▸ TASK GOAL: Figure out the number of lines in the entries that hold the string "pool", then give that number and nothing else.

Natural-language object grounding data

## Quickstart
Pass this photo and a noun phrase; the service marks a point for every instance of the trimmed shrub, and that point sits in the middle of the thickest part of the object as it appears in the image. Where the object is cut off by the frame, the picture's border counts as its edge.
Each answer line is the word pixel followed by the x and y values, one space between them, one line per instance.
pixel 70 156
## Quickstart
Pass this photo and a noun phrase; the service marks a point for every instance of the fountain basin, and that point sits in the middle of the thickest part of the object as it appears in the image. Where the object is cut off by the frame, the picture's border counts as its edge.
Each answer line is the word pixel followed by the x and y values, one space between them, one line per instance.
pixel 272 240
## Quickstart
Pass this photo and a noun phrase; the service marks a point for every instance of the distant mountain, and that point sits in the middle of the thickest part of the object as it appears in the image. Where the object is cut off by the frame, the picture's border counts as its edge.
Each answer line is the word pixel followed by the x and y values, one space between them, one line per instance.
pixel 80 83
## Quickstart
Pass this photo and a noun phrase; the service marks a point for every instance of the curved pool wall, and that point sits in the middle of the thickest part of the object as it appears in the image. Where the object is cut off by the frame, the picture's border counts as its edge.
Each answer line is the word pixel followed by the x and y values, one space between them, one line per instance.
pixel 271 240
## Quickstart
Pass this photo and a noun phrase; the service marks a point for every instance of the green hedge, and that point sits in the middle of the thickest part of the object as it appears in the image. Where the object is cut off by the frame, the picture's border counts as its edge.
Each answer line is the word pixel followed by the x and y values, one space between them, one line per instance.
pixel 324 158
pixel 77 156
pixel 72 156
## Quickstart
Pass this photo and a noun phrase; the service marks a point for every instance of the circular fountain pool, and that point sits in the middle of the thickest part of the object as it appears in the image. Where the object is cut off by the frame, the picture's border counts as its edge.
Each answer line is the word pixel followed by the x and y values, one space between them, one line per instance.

▸ EXPECTED OUTPUT: 2